START THE DATA
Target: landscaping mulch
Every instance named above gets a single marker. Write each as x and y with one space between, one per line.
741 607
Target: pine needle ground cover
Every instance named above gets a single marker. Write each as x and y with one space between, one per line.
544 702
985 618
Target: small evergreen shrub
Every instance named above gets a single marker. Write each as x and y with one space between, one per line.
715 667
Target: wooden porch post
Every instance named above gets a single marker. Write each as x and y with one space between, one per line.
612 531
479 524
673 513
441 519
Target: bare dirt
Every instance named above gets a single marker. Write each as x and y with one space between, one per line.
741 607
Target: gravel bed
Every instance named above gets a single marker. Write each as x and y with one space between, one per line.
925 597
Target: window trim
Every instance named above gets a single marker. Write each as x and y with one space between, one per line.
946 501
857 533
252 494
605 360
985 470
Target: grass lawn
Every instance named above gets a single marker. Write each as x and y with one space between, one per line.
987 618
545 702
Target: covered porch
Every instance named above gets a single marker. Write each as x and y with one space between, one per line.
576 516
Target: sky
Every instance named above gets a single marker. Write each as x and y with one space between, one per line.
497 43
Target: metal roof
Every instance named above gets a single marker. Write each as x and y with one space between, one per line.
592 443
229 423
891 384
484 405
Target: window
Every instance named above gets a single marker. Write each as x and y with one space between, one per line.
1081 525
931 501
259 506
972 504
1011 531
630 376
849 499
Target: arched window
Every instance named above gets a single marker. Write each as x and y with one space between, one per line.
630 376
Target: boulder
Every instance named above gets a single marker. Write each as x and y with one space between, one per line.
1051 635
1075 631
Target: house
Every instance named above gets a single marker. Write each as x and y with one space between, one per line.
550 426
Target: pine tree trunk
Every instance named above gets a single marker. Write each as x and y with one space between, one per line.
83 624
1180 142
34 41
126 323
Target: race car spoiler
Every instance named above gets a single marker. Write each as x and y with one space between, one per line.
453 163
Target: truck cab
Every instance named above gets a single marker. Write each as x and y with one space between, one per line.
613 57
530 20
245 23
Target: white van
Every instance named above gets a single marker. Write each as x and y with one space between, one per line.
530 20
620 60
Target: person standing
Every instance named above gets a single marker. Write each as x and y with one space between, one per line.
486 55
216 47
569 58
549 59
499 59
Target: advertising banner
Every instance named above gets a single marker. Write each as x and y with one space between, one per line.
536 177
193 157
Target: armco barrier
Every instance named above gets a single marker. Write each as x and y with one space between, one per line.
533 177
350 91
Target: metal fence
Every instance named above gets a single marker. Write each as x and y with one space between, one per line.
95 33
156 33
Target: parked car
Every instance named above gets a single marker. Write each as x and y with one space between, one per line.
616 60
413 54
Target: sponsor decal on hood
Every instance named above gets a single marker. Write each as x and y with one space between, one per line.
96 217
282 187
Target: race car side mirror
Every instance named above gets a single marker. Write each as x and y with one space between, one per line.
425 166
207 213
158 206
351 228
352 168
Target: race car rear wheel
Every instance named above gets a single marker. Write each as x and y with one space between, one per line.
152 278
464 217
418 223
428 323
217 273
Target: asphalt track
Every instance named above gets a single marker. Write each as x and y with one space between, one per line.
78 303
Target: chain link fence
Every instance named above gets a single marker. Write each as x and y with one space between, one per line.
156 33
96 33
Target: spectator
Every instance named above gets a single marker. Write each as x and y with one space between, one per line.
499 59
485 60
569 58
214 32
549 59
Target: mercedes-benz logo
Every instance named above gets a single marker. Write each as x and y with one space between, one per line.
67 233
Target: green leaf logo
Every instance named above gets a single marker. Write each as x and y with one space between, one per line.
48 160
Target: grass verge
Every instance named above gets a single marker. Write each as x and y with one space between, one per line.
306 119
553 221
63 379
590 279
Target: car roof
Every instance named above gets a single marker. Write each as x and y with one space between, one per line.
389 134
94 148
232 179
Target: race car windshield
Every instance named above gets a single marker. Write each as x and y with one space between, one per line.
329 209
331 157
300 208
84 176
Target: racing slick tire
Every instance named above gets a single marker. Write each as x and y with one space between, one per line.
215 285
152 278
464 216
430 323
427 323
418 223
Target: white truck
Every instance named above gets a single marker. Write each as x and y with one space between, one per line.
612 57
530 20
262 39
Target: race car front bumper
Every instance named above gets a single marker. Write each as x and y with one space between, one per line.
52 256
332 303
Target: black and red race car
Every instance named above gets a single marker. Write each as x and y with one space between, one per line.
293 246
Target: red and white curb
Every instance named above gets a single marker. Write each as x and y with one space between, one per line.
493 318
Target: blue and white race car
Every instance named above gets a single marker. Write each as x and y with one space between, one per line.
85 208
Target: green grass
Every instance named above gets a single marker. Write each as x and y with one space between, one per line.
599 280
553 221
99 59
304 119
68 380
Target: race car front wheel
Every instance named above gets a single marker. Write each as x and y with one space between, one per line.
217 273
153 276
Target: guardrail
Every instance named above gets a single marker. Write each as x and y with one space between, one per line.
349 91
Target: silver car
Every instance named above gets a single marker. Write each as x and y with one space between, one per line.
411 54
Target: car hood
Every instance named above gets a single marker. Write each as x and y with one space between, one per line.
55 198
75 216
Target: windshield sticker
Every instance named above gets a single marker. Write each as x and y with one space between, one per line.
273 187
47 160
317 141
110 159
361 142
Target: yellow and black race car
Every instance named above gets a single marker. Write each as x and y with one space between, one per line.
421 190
END THE DATA
-- WHAT YOU HAVE TO DO --
If a line of the data contains the word "porch", it counts toward the total; state that total alone.

-- PROBLEM SOLUTION --
2